[Dataset extract start]

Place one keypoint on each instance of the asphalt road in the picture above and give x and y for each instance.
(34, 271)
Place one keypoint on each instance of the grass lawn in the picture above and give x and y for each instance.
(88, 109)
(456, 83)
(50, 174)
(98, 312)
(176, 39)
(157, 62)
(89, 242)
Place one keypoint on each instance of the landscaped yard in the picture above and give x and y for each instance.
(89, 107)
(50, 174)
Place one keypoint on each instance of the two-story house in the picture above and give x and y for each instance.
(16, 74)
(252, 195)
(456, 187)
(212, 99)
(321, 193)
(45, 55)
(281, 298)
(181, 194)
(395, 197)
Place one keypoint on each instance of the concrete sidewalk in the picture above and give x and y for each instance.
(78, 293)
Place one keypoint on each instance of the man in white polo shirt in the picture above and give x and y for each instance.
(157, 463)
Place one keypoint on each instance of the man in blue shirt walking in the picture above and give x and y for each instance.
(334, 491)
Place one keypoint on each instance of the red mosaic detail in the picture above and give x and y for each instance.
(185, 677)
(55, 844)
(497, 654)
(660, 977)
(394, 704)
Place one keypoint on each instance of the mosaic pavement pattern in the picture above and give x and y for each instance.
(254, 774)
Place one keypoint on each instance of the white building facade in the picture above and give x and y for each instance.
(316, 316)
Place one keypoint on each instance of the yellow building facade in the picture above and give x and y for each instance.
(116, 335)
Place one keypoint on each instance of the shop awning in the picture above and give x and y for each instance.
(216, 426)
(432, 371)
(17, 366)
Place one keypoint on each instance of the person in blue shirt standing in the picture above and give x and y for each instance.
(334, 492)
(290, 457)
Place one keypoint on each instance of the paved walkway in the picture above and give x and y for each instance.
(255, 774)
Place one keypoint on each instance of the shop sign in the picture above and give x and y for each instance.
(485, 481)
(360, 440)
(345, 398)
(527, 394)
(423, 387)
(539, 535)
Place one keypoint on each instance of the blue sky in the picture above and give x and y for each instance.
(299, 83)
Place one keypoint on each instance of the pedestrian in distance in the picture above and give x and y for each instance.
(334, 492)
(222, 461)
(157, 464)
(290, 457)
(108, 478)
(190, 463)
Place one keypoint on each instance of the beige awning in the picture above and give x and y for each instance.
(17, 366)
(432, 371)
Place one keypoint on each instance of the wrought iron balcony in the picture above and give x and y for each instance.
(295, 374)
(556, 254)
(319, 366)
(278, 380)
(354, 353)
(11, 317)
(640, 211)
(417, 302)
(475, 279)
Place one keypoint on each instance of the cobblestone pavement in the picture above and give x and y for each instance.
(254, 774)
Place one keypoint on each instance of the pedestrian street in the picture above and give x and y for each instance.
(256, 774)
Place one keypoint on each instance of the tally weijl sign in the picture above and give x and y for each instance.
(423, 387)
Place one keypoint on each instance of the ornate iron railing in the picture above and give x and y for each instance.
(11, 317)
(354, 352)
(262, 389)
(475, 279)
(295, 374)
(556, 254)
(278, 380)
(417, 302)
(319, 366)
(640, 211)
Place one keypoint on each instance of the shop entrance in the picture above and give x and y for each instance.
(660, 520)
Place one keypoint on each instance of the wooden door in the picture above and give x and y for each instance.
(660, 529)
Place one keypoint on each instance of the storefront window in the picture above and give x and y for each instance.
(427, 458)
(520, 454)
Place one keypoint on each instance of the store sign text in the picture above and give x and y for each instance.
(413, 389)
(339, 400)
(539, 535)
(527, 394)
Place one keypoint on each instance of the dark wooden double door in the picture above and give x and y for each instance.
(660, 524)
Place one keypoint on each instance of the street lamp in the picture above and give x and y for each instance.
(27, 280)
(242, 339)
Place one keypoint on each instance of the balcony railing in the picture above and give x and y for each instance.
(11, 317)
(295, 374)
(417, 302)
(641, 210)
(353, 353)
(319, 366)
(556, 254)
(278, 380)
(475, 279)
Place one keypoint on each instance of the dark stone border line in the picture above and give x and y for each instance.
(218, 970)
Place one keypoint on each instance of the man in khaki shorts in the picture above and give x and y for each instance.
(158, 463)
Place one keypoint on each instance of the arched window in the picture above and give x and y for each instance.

[Dataset extract end]

_Problem statement_
Rewrite the records from the line containing "Place one keypoint on each instance of the man in khaki" through the end of the records, both ends included, keeping the requests unchanged. Multiply every coordinate in the answers by 0.2 and round each result to a whole number, with halves rounded up.

_The answer_
Place one keypoint on each instance of the man in khaki shorts in the picture above and give x and y for each instance.
(32, 93)
Place one keypoint on each instance of the arched window in the picture above and give x and y for each instance.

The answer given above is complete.